Given records:
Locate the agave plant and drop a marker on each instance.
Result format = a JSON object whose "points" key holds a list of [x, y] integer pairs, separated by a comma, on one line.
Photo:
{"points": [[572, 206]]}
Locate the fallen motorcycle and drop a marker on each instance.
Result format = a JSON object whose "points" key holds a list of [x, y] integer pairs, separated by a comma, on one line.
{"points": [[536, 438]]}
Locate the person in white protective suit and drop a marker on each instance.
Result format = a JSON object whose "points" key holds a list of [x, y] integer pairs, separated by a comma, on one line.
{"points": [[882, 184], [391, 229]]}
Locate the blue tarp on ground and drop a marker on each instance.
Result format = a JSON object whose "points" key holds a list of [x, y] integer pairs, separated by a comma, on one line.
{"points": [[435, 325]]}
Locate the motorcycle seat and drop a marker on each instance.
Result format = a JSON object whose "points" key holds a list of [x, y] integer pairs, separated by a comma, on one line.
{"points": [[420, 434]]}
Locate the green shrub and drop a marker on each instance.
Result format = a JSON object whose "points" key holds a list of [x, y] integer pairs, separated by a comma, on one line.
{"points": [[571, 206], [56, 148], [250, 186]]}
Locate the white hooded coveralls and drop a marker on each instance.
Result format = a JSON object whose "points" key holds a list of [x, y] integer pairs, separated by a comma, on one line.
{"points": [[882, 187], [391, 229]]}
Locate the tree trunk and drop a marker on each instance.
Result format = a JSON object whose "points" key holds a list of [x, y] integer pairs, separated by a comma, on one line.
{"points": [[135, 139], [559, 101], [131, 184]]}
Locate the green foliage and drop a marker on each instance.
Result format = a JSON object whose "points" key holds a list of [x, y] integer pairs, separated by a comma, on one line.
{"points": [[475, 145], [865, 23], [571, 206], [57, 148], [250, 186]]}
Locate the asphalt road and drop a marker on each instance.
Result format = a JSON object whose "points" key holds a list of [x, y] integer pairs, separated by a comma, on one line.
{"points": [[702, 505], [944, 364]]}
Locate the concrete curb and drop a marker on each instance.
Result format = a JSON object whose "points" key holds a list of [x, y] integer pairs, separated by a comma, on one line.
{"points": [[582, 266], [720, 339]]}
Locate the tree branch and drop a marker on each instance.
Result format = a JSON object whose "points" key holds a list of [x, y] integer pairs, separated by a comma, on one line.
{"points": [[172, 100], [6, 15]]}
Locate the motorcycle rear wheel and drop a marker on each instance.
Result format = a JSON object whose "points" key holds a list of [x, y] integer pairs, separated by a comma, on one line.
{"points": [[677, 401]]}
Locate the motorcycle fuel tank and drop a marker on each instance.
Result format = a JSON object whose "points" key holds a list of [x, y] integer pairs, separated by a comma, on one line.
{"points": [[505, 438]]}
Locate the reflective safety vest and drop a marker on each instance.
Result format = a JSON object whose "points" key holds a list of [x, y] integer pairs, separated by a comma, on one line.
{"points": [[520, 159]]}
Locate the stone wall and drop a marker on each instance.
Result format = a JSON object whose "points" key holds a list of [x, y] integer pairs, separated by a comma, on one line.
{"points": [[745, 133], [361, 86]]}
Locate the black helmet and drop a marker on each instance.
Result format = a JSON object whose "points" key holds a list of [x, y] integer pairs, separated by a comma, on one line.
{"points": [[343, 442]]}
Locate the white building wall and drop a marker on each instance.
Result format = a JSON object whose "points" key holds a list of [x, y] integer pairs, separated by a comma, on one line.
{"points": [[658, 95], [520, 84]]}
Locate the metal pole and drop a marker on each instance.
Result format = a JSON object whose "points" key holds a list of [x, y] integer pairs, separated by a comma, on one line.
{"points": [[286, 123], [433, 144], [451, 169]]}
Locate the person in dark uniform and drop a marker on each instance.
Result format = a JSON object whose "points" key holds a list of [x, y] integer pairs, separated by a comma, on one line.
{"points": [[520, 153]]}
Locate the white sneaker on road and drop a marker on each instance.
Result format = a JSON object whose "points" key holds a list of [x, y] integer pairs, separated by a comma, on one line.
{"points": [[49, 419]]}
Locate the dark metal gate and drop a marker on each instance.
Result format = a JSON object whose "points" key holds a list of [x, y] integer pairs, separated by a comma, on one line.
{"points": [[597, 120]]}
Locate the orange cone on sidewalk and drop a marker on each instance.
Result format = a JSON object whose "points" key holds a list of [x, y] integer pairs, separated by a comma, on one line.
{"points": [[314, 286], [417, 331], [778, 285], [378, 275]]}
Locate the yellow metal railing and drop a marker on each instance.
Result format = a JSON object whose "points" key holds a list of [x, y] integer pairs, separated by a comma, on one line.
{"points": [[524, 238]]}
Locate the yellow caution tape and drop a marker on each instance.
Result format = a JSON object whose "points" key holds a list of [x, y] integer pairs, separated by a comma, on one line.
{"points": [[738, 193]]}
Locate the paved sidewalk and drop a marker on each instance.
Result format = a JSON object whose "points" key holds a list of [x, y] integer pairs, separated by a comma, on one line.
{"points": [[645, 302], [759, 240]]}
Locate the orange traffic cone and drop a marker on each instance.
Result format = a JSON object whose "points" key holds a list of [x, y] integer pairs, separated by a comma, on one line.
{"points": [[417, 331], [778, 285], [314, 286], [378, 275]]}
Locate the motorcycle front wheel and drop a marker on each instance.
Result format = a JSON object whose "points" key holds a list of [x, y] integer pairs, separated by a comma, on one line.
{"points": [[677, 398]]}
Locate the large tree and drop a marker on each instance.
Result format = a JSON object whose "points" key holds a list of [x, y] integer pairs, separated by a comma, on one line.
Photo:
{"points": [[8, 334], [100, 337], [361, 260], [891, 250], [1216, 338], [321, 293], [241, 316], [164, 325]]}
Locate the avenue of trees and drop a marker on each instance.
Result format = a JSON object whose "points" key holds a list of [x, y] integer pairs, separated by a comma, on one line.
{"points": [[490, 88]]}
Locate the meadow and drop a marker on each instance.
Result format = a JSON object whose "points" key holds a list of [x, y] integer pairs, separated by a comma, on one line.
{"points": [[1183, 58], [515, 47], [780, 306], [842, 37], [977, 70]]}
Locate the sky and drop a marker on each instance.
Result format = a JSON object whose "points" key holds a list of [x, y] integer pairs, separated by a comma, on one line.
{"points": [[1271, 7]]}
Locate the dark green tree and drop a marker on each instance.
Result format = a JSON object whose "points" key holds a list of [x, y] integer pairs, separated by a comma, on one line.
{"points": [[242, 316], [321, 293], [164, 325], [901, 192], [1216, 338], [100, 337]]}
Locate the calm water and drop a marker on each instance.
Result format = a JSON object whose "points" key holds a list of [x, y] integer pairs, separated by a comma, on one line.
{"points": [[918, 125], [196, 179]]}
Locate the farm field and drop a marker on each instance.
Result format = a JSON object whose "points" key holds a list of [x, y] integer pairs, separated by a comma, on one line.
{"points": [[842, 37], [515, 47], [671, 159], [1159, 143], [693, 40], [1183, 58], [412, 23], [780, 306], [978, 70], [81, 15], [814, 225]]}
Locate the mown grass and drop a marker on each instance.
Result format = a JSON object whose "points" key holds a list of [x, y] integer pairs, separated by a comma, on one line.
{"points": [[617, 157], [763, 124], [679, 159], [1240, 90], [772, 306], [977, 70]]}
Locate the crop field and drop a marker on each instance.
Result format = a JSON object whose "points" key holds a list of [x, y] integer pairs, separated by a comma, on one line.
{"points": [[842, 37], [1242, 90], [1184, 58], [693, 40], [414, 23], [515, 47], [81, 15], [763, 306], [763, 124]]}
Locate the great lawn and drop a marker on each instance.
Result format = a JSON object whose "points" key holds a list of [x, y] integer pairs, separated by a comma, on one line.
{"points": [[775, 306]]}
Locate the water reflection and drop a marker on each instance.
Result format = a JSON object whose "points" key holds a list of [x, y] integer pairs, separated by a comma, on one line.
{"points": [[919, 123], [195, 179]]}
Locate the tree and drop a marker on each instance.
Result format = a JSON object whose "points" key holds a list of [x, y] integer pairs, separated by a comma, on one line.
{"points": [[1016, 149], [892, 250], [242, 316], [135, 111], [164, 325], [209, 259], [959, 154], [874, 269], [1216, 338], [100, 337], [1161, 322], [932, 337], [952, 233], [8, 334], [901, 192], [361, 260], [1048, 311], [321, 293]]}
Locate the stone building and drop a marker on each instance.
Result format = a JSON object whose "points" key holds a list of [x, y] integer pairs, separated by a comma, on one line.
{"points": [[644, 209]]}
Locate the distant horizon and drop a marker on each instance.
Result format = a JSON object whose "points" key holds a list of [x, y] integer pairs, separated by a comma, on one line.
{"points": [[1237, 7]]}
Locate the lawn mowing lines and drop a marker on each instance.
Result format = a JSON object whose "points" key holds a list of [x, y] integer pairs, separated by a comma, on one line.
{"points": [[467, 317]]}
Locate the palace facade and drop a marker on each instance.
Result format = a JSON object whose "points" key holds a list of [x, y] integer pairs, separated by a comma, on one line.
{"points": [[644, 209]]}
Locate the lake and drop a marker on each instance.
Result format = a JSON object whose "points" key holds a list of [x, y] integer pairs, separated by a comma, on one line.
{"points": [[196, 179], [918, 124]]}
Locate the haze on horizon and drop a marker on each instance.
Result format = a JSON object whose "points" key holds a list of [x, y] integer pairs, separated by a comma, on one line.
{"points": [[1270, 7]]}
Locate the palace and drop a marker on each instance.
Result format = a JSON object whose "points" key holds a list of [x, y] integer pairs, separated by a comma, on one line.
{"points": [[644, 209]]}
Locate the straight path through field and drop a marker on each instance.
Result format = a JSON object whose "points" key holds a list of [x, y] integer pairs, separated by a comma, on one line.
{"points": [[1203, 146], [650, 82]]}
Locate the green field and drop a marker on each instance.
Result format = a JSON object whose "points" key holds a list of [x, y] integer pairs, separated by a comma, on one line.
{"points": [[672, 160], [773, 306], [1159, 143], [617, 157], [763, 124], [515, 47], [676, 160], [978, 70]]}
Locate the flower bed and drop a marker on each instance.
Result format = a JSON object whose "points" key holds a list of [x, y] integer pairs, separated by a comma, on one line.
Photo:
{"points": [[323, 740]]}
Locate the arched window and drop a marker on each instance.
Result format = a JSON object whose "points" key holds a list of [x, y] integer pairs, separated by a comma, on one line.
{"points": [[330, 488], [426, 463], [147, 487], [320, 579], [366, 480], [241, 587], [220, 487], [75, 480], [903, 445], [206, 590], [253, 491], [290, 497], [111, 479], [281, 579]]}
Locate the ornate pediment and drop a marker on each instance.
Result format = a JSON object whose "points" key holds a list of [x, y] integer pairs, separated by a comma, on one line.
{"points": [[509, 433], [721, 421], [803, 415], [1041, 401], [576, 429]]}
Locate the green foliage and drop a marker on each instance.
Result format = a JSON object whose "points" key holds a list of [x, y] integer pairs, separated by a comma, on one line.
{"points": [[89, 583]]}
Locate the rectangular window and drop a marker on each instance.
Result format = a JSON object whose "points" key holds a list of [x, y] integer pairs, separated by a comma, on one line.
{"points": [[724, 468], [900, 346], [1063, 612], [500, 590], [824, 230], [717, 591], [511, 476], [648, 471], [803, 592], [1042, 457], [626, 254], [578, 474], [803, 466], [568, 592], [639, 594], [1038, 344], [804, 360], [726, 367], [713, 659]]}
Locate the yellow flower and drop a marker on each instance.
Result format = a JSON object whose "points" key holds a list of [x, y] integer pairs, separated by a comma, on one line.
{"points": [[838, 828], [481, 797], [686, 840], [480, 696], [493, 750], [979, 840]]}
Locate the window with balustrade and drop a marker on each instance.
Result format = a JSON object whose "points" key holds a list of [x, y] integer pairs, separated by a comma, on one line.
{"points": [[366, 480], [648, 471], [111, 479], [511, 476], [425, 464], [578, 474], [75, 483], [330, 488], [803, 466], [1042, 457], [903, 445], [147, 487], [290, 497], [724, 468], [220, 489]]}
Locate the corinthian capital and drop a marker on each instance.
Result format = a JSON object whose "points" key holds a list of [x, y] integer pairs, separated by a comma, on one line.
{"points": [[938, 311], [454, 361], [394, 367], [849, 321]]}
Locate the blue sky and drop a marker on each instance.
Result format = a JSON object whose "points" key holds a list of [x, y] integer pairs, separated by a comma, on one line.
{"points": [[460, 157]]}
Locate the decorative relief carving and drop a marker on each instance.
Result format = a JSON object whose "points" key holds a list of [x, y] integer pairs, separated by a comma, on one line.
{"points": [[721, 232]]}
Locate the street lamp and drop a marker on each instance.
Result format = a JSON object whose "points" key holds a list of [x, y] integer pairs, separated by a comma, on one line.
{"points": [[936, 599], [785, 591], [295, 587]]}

Work task:
Among the entries above, the lines between the ones containing "Locate the green shrub" and "Locate the white hooded", inclusive, are to be transcribed exactly. No other line is to be given.

Exercise result:
Locate the green shrub and drop a marker on each instance.
Result format = a JSON object whose "points" key holds a list of [x, y] integer pairs, separated by a comma, on one line.
{"points": [[571, 206], [56, 148], [250, 186]]}
Locate the white hooded coveralls and drop a marker on each instance.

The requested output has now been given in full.